A run of records
-.-.-

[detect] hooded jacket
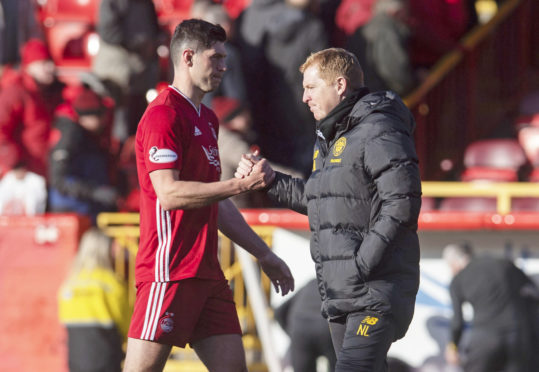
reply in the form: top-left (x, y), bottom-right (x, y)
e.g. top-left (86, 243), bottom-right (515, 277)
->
top-left (268, 91), bottom-right (421, 339)
top-left (0, 72), bottom-right (64, 177)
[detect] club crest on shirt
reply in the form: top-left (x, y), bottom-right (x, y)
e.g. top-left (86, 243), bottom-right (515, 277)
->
top-left (333, 137), bottom-right (346, 156)
top-left (159, 312), bottom-right (174, 333)
top-left (202, 146), bottom-right (221, 172)
top-left (148, 146), bottom-right (178, 163)
top-left (208, 122), bottom-right (217, 139)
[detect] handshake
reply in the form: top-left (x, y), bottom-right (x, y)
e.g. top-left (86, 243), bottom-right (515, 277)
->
top-left (234, 150), bottom-right (275, 191)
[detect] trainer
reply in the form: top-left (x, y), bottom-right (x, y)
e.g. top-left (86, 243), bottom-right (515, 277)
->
top-left (236, 48), bottom-right (421, 372)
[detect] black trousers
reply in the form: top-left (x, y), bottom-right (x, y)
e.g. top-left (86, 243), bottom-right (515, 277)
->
top-left (329, 311), bottom-right (395, 372)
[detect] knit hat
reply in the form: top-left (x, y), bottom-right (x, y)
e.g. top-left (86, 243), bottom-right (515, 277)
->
top-left (21, 39), bottom-right (51, 66)
top-left (72, 87), bottom-right (104, 116)
top-left (212, 97), bottom-right (243, 123)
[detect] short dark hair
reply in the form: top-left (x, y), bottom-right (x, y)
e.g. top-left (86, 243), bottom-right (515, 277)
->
top-left (170, 19), bottom-right (226, 65)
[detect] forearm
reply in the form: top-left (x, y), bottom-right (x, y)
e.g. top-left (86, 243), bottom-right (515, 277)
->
top-left (267, 172), bottom-right (307, 215)
top-left (217, 200), bottom-right (270, 258)
top-left (157, 179), bottom-right (248, 210)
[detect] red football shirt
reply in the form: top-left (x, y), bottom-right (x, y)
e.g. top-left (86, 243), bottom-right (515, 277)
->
top-left (135, 86), bottom-right (224, 282)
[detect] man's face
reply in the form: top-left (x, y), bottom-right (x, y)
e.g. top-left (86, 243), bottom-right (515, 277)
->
top-left (191, 42), bottom-right (226, 93)
top-left (79, 115), bottom-right (105, 133)
top-left (26, 60), bottom-right (56, 85)
top-left (303, 65), bottom-right (341, 120)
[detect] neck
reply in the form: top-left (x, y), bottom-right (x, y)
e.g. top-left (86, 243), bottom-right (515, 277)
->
top-left (172, 74), bottom-right (205, 107)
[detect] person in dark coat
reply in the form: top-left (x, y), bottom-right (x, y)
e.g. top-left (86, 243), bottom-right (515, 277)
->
top-left (0, 39), bottom-right (64, 177)
top-left (237, 0), bottom-right (328, 175)
top-left (49, 86), bottom-right (119, 222)
top-left (275, 279), bottom-right (337, 372)
top-left (236, 48), bottom-right (421, 372)
top-left (443, 243), bottom-right (539, 372)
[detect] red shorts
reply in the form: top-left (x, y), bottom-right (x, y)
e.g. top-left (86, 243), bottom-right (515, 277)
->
top-left (128, 278), bottom-right (242, 347)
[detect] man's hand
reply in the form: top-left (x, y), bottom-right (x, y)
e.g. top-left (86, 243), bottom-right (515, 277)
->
top-left (234, 150), bottom-right (275, 191)
top-left (234, 150), bottom-right (260, 179)
top-left (258, 251), bottom-right (294, 296)
top-left (445, 343), bottom-right (460, 366)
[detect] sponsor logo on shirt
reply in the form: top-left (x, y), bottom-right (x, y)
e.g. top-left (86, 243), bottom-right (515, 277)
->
top-left (202, 146), bottom-right (221, 172)
top-left (149, 146), bottom-right (178, 163)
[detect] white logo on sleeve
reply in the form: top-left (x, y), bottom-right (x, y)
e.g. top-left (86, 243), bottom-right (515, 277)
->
top-left (149, 146), bottom-right (178, 163)
top-left (202, 146), bottom-right (221, 172)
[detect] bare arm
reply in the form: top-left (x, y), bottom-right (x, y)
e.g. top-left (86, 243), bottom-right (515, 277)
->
top-left (217, 200), bottom-right (294, 296)
top-left (150, 158), bottom-right (273, 210)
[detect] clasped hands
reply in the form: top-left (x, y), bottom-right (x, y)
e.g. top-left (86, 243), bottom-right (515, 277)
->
top-left (234, 150), bottom-right (275, 190)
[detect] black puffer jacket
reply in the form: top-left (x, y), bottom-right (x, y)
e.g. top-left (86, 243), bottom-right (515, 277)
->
top-left (268, 92), bottom-right (421, 339)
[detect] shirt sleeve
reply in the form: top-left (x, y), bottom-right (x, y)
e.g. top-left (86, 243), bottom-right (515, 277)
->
top-left (142, 106), bottom-right (187, 172)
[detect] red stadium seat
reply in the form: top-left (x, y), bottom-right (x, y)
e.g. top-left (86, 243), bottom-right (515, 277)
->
top-left (41, 0), bottom-right (100, 27)
top-left (511, 197), bottom-right (539, 212)
top-left (515, 113), bottom-right (539, 130)
top-left (421, 196), bottom-right (436, 212)
top-left (518, 125), bottom-right (539, 167)
top-left (462, 139), bottom-right (526, 182)
top-left (154, 0), bottom-right (194, 34)
top-left (439, 197), bottom-right (497, 212)
top-left (460, 167), bottom-right (518, 182)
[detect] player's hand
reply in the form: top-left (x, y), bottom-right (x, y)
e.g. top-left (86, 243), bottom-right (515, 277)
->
top-left (234, 150), bottom-right (260, 179)
top-left (258, 251), bottom-right (294, 296)
top-left (245, 159), bottom-right (275, 190)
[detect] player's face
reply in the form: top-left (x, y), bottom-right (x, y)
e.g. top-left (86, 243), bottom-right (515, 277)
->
top-left (192, 42), bottom-right (226, 92)
top-left (303, 65), bottom-right (341, 120)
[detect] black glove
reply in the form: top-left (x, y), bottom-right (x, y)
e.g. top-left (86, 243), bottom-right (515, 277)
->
top-left (92, 186), bottom-right (118, 206)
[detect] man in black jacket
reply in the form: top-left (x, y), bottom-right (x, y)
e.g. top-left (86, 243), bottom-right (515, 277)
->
top-left (443, 243), bottom-right (539, 372)
top-left (236, 48), bottom-right (421, 372)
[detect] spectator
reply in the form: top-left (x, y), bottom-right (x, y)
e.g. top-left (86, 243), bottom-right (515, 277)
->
top-left (348, 0), bottom-right (415, 95)
top-left (0, 163), bottom-right (47, 216)
top-left (443, 244), bottom-right (539, 372)
top-left (332, 0), bottom-right (376, 46)
top-left (275, 279), bottom-right (337, 372)
top-left (238, 0), bottom-right (328, 175)
top-left (409, 0), bottom-right (471, 69)
top-left (0, 0), bottom-right (42, 69)
top-left (92, 0), bottom-right (160, 142)
top-left (0, 39), bottom-right (63, 177)
top-left (58, 228), bottom-right (129, 372)
top-left (49, 86), bottom-right (118, 219)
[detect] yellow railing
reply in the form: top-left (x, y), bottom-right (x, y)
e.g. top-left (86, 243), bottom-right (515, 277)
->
top-left (422, 182), bottom-right (539, 214)
top-left (97, 213), bottom-right (274, 372)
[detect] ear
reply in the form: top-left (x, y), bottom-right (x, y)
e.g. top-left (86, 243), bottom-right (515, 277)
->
top-left (182, 48), bottom-right (195, 67)
top-left (335, 76), bottom-right (348, 97)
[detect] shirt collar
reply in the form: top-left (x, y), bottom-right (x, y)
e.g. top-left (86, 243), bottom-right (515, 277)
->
top-left (169, 85), bottom-right (200, 117)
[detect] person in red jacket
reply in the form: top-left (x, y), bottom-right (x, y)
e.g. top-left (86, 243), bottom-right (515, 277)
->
top-left (0, 39), bottom-right (63, 176)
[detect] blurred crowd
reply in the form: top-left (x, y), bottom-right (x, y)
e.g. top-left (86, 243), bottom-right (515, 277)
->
top-left (0, 0), bottom-right (504, 219)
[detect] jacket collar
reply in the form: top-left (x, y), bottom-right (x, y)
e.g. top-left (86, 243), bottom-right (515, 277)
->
top-left (316, 87), bottom-right (369, 143)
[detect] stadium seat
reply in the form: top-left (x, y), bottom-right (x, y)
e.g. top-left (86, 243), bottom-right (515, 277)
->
top-left (421, 196), bottom-right (436, 212)
top-left (511, 197), bottom-right (539, 212)
top-left (439, 197), bottom-right (497, 212)
top-left (515, 113), bottom-right (539, 131)
top-left (154, 0), bottom-right (193, 35)
top-left (40, 0), bottom-right (100, 23)
top-left (461, 139), bottom-right (526, 182)
top-left (518, 125), bottom-right (539, 166)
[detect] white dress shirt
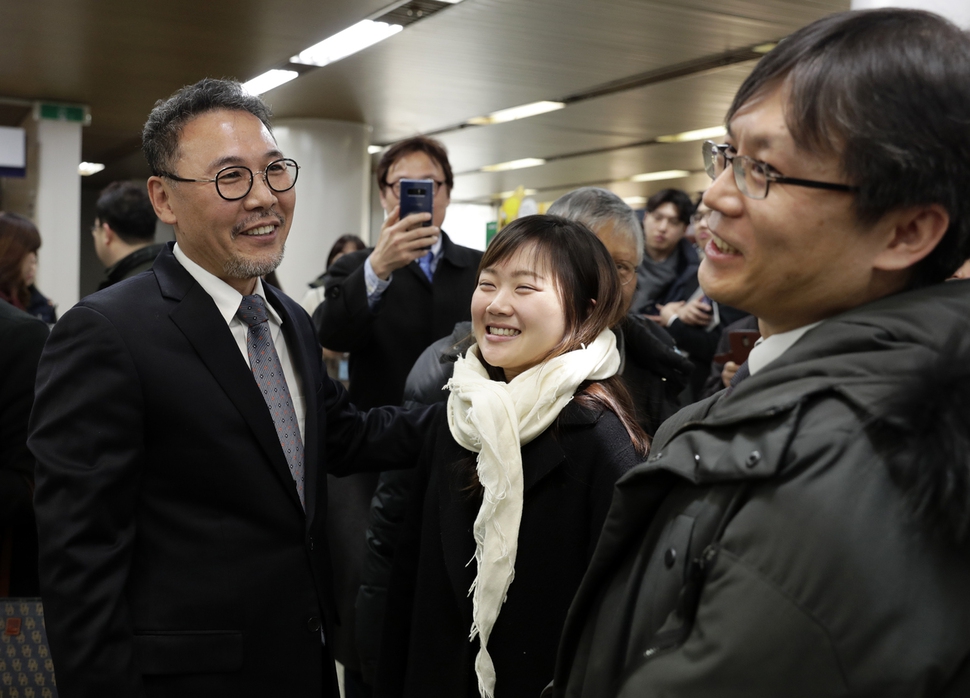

-.-.-

Write out again every line in the part of the material above that opens with the line containing "[detect] shirt collar" and closes with the line containing "top-left (0, 0), bottom-right (504, 219)", both ends included, requests and all. Shift each coordinate in the answers by adding 143 to it, and give only those lines.

[detect] shirt collar
reply in the form: top-left (x, y), bottom-right (x, y)
e.g. top-left (86, 243), bottom-right (515, 277)
->
top-left (312, 228), bottom-right (343, 260)
[detect] person in red jacket
reply in the form: top-left (x, y), bottom-right (x, y)
e.g. top-left (86, 243), bottom-right (515, 277)
->
top-left (143, 182), bottom-right (206, 319)
[detect] blurred crowd
reply in the form: top-left (x, y), bottom-right (x, y)
e.g. top-left (86, 243), bottom-right (515, 277)
->
top-left (143, 143), bottom-right (647, 362)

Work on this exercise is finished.